** Start TEXT PROVIDED **
Namespaces
Variants
Actions

Bifunctor

From Encyclopedia of Mathematics
Revision as of 10:59, 29 May 2020 by Ulf Rehmann (talk | contribs) (tex encoded by computer)
(diff) ← Older revision | Latest revision (diff) | Newer revision → (diff)
Jump to: navigation, search


A mapping $ T: \mathfrak A \times \mathfrak B \rightarrow \mathfrak C $, defined on the Cartesian product of two categories $ \mathfrak A $ and $ \mathfrak B $ with values in $ \mathfrak C $, which assigns to each pair of objects $ A \in \mathfrak A $, $ B \in \mathfrak B $ some object $ C \in \mathfrak C $, and to each pair of morphisms

$$ \alpha : A \rightarrow A ^ \prime ,\ \ \beta : B \rightarrow B ^ \prime $$

the morphism

$$ \tag{1 } T( \alpha , \beta ) : \ T(A ^ \prime , B) \rightarrow \ T(A, B ^ \prime ). $$

The following conditions

$$ \tag{2 } T(1 _ {A} , 1 _ {B} ) = \ 1 _ {T (A, B) } , $$

$$ T ( \alpha ^ \prime \circ \alpha , \beta ^ \prime \circ \beta ) = T ( \alpha , \beta ^ \prime ) \circ T ( \alpha ^ \prime , \beta ), $$

must also be met. In such a case one says that the functor $ T $ is contravariant with respect to the first argument and covariant with respect to the second.
** End TEXT PROVIDED **
** Start RECORD EXCERPTS **
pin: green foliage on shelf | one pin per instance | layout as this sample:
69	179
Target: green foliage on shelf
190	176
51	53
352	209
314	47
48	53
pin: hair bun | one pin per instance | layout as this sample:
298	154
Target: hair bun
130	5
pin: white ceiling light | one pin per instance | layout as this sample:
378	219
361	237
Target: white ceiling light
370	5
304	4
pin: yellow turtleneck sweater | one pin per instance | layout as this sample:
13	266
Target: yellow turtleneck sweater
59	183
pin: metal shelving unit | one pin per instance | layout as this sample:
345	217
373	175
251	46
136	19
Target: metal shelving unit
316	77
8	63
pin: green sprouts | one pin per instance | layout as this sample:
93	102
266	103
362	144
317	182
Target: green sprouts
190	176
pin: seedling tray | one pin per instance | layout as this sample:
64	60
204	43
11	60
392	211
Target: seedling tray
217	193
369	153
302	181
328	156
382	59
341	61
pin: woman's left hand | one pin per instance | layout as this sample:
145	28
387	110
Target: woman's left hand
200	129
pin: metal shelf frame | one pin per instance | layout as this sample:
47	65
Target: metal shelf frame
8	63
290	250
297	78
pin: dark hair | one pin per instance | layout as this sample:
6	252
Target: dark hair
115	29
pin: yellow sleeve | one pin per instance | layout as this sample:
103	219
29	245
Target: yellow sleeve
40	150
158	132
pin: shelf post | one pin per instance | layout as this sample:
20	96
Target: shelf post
** End RECORD EXCERPTS **
## EXERCISE DETAILS
Write the next part of the bifunctor entry, starting right after its last sentence. The records are separate from the bifunctor entry and don't belong to it.

## RESPONSE TO THE EXERCISE
Comments

What is described above is a bifunctor contravariant in its first argument and covariant in its second. A bifunctor covariant in both arguments, the more fundamental notion ([a1]), has (1) and (2) replaced by

$$ \tag{1'} T ( \alpha , \beta ): \ T (A, B) \rightarrow \ T (A ^ \prime , B ^ \prime ), $$

$$ \tag{2'} T ( \alpha ^ \prime \alpha , \beta ^ \prime \beta ) = T ( \alpha ^ \prime , \beta ^ \prime ) \circ T ( \alpha , \beta ). $$

Similarly one can define bifunctors contravariant in both arguments and covariant in the first and contravariant in the second argument.

References

[a1] B. Mitchell, "Theory of categories" , Acad. Press (1965)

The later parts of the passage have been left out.